→ **Excerpted text**:
Details of plan for postal recovery scheduled for ‘imminent’ release
Postmaster General Louis DeJoy said Friday that the public can expect an “imminent” release of the details of a 10-year business plan to help move the United States Postal Service to a more solid financial footing.
DeJoy, speaking on a Zoom call to representatives from the National Newspaper Association, shared his perspective on the long-standing challenges that the cash-strapped USPS needs to address.
“We’ve had a difficult time at the Postal Service, but we are starting to see a recovery now. We’re hopeful that we are back to pre-COVID levels in terms of service,” DeJoy said.
A $40 billion investment for organizational and workforce improvements will soon be requested, and how that will be funded is included in the soon-expected 10-year business plan.
DeJoy noted the positives that USPS enjoys — it delivers to 161 million addresses every day. “We are strategically located … improving access to our whole network is our focus.”

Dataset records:

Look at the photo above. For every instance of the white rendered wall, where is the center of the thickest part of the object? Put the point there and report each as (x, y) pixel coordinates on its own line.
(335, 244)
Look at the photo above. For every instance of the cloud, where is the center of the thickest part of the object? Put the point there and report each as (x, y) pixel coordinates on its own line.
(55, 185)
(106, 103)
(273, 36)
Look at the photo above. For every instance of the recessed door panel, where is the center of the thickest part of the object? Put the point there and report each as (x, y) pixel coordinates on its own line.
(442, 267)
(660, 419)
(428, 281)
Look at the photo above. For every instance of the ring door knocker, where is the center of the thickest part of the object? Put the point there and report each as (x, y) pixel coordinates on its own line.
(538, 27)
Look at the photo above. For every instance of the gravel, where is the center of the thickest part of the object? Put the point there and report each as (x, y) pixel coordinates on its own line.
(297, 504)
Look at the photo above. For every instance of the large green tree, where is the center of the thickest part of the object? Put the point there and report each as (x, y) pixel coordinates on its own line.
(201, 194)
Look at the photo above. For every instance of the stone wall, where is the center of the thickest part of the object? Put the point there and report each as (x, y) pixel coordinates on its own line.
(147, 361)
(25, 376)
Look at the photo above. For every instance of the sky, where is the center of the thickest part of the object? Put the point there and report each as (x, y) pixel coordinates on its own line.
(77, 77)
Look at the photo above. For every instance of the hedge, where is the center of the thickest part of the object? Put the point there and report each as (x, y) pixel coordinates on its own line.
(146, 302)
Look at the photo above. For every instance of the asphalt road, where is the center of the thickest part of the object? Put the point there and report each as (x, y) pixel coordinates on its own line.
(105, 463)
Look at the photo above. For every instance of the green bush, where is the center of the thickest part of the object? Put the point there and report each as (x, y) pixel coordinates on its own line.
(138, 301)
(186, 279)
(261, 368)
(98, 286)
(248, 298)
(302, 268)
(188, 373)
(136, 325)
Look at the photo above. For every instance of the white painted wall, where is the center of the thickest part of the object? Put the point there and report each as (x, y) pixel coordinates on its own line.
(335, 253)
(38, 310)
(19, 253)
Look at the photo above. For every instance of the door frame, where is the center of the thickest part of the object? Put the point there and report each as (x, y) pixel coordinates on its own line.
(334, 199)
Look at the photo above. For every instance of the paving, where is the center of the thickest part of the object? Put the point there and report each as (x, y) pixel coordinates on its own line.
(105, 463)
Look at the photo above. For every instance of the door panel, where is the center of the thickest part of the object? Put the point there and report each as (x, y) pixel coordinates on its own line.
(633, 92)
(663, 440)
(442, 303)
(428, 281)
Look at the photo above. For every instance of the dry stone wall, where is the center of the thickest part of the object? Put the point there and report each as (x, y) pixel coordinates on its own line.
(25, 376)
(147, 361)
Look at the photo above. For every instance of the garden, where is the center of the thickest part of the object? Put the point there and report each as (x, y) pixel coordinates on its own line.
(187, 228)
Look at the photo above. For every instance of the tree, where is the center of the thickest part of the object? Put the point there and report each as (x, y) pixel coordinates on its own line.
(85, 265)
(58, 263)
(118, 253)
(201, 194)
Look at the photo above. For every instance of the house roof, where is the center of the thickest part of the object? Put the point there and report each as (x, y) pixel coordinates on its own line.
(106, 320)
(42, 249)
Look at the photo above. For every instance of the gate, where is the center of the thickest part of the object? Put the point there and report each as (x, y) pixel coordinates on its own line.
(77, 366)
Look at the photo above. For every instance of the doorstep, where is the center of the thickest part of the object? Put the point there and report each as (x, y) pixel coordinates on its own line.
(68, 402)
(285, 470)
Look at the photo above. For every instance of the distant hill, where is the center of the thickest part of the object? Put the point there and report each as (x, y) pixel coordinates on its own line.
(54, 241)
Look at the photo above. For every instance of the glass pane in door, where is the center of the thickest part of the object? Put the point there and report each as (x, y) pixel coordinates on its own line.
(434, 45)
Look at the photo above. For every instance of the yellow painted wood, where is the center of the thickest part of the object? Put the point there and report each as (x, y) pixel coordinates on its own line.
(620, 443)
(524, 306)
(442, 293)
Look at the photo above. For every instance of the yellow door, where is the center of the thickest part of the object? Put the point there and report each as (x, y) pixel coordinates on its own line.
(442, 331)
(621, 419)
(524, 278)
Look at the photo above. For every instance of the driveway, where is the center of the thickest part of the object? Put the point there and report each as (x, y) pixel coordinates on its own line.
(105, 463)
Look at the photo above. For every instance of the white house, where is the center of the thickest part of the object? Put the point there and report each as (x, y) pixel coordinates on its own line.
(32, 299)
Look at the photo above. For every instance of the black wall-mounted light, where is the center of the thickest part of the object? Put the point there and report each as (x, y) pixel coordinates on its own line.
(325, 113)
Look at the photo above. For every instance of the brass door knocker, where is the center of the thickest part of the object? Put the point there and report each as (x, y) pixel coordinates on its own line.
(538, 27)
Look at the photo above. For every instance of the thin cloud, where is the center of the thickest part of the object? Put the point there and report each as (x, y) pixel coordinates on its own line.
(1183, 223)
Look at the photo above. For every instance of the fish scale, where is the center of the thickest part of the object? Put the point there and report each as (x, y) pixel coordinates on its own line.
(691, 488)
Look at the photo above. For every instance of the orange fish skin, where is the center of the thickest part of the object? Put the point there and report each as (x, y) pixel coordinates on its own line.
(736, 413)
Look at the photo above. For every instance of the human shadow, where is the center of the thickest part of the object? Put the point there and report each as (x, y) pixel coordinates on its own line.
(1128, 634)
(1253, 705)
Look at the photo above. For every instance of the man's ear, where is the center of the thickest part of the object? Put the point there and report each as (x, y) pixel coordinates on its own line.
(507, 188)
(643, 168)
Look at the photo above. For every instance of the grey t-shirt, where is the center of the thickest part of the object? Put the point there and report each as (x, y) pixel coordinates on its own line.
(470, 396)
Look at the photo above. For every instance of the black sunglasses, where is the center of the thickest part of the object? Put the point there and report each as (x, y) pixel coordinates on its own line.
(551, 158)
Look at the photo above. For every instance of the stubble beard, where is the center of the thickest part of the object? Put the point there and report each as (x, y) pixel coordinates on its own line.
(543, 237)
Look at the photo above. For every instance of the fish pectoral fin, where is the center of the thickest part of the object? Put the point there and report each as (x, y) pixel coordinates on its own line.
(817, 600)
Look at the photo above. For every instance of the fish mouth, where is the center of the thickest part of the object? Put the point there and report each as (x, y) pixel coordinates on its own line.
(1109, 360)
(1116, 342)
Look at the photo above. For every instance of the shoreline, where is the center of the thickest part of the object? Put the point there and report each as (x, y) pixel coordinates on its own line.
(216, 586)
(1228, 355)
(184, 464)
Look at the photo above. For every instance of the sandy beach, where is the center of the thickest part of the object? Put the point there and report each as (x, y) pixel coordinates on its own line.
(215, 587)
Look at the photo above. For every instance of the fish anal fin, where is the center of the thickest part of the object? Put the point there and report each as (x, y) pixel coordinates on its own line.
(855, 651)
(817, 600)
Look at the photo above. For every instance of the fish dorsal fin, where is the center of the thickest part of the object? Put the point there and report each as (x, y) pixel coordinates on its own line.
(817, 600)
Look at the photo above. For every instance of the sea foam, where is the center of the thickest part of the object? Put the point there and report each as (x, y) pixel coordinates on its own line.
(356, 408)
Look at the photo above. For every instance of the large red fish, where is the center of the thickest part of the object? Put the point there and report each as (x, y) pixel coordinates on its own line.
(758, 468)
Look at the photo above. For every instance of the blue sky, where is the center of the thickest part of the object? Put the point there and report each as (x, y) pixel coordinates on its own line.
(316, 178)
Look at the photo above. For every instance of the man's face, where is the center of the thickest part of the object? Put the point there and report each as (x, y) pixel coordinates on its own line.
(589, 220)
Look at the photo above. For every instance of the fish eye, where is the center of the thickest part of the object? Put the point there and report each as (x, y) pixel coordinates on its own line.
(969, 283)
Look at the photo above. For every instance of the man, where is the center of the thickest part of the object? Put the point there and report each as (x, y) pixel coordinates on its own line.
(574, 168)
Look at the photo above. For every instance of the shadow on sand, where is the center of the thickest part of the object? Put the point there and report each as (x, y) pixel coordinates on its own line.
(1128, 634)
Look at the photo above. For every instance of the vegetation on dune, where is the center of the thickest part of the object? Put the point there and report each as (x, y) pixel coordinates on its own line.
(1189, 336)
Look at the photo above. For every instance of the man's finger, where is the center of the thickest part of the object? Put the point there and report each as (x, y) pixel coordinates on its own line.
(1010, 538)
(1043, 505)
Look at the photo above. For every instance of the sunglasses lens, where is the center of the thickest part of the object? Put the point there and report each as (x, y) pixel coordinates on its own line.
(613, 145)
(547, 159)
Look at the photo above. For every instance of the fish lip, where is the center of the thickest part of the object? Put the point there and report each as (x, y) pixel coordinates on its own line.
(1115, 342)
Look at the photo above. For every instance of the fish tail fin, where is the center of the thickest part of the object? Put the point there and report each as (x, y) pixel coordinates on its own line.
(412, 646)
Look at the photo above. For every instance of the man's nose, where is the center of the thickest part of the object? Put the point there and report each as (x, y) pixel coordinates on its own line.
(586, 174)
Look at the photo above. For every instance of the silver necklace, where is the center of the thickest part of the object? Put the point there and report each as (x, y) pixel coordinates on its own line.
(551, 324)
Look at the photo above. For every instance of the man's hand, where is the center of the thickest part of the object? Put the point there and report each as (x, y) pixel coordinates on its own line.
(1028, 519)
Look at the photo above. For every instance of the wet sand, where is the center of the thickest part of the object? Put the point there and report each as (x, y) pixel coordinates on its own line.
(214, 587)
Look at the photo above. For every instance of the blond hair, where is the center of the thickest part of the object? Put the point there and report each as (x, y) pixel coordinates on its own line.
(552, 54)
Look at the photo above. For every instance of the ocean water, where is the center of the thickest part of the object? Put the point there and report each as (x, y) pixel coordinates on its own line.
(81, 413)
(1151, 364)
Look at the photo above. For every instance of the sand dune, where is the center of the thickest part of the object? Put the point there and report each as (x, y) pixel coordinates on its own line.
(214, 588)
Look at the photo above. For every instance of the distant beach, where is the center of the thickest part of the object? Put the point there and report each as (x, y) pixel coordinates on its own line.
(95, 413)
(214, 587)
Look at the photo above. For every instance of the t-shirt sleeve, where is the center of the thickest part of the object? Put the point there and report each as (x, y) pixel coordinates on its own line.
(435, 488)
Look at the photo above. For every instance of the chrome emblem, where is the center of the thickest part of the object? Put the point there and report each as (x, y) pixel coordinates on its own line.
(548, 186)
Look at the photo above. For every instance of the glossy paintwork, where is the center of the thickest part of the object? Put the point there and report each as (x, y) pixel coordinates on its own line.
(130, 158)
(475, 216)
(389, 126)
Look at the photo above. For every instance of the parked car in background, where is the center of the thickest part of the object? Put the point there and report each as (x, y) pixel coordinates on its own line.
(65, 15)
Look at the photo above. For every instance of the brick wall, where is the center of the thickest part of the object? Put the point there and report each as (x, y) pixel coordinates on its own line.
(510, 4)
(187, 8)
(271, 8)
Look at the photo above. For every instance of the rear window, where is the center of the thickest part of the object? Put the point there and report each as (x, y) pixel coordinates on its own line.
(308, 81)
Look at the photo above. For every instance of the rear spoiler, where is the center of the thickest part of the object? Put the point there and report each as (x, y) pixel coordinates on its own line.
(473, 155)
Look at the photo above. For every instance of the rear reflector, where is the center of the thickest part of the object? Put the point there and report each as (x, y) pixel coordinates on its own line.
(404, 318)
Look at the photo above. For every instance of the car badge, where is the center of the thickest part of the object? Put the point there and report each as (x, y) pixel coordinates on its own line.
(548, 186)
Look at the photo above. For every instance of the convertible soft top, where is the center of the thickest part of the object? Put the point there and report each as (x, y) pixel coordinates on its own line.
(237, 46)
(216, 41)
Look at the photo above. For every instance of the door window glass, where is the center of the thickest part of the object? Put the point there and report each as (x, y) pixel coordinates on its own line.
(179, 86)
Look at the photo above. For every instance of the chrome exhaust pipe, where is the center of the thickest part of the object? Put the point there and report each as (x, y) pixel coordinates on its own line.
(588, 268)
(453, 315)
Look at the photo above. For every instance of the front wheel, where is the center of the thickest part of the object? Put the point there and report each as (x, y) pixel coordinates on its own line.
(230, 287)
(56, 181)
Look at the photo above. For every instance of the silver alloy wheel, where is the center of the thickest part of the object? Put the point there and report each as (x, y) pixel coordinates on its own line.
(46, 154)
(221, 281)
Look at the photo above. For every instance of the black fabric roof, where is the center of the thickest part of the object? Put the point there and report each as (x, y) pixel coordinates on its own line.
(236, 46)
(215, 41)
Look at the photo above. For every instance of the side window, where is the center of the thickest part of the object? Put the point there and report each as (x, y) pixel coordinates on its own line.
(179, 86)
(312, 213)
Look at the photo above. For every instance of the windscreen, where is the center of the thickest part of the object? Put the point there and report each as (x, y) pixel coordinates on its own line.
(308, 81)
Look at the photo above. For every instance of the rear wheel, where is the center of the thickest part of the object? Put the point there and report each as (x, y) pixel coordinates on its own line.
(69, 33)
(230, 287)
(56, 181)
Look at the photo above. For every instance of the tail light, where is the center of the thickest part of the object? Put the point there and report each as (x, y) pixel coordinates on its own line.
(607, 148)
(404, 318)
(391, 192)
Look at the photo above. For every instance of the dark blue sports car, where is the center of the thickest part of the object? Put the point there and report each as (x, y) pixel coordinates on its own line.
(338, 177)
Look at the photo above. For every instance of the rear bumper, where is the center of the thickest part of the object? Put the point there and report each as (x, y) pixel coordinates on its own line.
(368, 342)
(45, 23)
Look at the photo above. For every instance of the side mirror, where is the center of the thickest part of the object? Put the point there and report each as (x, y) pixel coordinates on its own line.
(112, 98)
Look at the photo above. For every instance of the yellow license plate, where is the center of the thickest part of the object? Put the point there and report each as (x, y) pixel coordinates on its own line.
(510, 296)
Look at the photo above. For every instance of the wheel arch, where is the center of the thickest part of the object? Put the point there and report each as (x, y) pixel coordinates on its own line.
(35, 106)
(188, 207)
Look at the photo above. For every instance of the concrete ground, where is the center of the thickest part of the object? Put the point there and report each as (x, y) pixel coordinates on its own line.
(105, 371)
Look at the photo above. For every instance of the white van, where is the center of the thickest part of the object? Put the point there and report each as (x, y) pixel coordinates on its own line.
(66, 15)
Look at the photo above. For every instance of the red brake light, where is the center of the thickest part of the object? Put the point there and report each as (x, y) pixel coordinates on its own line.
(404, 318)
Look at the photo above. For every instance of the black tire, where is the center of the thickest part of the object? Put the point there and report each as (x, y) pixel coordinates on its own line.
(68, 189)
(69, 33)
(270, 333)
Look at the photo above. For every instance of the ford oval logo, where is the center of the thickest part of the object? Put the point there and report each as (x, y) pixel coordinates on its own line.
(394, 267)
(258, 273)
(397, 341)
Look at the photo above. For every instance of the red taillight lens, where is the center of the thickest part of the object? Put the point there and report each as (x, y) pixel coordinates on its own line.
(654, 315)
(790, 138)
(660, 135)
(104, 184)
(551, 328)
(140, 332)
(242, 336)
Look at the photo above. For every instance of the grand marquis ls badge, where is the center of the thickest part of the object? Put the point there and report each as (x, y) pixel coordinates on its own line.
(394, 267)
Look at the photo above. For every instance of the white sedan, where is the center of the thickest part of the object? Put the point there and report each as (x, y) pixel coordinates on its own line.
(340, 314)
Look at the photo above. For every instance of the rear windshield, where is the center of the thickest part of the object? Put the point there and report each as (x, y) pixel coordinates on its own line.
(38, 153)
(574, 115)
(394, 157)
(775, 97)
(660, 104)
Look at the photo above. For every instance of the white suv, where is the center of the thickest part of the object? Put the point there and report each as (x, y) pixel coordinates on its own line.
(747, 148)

→ **What this exercise asks**:
a - From the Postal Service article, set down the passage starting at "Details of plan" and ending at "solid financial footing.".
b - In the Postal Service article, how many addresses does USPS deliver to every day?

→ **Responses by item number**:
a -
Details of plan for postal recovery scheduled for ‘imminent’ release
Postmaster General Louis DeJoy said Friday that the public can expect an “imminent” release of the details of a 10-year business plan to help move the United States Postal Service to a more solid financial footing.

b - 161 million addresses.